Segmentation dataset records

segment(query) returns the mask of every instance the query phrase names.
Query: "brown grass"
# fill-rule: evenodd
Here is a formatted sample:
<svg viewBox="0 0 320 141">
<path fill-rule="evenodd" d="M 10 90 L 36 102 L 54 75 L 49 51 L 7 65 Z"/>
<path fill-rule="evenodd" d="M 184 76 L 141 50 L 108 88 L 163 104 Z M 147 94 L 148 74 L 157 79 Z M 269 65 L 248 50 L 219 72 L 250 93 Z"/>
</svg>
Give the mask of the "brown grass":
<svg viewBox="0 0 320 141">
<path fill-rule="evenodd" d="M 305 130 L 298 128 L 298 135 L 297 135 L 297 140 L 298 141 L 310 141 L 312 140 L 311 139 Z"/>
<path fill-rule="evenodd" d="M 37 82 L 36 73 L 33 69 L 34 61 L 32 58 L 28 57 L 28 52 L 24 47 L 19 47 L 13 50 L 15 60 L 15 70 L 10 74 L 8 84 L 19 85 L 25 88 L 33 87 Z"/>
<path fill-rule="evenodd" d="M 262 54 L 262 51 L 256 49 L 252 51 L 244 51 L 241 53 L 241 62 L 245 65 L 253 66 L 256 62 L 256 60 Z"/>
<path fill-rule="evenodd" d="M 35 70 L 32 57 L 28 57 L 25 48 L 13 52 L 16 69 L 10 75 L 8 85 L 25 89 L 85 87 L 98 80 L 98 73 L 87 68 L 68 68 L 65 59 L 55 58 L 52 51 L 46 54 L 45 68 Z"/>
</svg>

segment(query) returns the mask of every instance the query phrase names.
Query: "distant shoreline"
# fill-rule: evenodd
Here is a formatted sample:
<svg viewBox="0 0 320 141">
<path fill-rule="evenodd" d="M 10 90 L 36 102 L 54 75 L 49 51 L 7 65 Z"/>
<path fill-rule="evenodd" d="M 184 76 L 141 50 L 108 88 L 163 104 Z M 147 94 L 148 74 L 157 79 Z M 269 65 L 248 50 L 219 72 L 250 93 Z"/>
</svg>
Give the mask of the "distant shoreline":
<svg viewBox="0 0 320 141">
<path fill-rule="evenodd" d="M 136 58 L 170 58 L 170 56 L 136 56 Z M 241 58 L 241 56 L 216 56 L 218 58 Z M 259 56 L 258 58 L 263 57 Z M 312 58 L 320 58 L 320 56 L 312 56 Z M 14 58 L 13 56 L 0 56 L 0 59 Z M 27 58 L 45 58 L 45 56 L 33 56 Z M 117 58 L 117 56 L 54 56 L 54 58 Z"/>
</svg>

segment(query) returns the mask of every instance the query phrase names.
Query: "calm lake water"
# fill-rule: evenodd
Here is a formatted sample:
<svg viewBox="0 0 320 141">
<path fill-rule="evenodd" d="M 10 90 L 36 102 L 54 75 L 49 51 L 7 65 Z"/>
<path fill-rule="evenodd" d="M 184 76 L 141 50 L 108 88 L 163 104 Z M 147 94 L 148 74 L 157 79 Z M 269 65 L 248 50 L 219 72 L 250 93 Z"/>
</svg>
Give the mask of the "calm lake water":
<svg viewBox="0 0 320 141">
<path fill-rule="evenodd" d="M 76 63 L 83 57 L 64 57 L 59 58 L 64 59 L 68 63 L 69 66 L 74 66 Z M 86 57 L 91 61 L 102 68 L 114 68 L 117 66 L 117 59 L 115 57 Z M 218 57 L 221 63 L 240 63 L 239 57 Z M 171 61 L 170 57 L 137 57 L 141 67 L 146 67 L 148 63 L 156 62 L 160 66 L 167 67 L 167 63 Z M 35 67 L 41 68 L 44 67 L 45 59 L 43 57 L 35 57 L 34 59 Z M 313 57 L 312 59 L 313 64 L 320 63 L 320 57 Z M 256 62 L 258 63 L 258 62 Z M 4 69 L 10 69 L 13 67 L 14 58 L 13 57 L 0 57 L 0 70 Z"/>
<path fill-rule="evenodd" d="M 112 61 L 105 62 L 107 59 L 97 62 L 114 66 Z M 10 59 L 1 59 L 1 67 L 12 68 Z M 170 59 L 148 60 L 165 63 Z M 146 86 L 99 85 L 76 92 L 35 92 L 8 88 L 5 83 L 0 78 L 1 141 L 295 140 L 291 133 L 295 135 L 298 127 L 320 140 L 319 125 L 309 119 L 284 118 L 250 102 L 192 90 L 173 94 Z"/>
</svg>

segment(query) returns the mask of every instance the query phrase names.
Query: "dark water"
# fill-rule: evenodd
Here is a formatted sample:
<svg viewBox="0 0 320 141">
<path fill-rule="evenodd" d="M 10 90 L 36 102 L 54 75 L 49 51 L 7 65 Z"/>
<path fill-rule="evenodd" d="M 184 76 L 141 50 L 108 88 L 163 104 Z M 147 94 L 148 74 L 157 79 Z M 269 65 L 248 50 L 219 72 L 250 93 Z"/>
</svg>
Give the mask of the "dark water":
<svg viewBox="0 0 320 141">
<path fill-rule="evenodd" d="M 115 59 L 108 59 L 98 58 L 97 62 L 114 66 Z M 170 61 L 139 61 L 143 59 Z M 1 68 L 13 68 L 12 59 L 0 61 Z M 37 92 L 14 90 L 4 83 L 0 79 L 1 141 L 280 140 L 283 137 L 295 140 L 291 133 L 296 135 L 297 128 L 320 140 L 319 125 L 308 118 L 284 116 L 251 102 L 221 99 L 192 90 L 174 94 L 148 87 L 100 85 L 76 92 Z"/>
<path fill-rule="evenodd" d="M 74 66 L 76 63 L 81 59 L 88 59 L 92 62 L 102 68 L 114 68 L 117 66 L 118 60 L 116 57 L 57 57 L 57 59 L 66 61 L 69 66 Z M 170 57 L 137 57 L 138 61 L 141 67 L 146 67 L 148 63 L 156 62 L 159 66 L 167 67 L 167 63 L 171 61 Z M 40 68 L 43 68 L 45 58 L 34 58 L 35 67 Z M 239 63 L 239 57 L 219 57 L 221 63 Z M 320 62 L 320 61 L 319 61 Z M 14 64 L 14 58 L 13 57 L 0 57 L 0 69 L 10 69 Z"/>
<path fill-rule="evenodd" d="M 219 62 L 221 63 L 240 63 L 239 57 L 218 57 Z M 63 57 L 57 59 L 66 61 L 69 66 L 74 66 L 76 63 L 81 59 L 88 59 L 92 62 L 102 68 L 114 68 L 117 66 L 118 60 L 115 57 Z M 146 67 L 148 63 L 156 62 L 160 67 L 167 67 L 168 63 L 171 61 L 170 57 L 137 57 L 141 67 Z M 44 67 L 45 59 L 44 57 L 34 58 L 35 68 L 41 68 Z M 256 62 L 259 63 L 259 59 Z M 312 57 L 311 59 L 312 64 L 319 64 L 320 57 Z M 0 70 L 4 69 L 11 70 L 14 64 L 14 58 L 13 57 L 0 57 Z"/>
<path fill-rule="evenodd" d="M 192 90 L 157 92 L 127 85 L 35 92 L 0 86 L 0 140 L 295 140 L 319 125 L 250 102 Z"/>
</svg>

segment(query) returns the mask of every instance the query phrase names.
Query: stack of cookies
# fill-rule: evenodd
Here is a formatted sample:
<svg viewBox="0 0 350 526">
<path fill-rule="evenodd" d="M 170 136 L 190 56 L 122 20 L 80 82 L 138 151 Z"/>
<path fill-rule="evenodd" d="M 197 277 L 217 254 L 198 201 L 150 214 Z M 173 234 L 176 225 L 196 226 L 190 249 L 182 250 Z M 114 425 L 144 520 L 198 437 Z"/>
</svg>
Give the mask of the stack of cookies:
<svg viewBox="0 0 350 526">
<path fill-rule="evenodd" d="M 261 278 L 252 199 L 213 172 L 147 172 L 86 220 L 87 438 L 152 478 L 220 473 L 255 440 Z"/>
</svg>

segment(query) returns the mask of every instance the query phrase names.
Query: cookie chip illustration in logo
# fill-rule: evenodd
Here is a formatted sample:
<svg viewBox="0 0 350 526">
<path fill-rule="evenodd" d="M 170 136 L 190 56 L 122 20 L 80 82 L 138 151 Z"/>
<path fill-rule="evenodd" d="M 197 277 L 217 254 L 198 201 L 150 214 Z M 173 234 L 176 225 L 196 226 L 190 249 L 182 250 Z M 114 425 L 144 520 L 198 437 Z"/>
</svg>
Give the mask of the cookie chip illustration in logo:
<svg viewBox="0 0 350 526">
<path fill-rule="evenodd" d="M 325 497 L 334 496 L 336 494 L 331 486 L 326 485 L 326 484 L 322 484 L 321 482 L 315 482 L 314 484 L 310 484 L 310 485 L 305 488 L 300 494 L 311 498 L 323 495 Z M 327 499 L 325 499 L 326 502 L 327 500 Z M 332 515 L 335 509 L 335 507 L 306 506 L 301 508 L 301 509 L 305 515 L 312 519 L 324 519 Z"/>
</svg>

> _Problem to solve_
Output the lines of the records above unchanged, starting at the very first line and ending with the line that contains "305 130 L 298", with that line included.

> _Task output_
segment(query) returns the mask of every instance the query phrase names.
Query: "brown grass"
# fill-rule: evenodd
Here is a formatted sample:
<svg viewBox="0 0 320 141">
<path fill-rule="evenodd" d="M 10 90 L 36 102 L 54 75 L 49 51 L 7 65 Z"/>
<path fill-rule="evenodd" d="M 184 76 L 141 50 L 108 88 L 163 104 Z M 147 94 L 148 74 L 157 79 Z M 269 65 L 248 50 L 219 72 L 250 93 Z"/>
</svg>
Give the mask of the "brown grass":
<svg viewBox="0 0 320 141">
<path fill-rule="evenodd" d="M 305 130 L 298 128 L 298 135 L 297 135 L 297 140 L 298 141 L 310 141 L 312 140 L 311 139 Z"/>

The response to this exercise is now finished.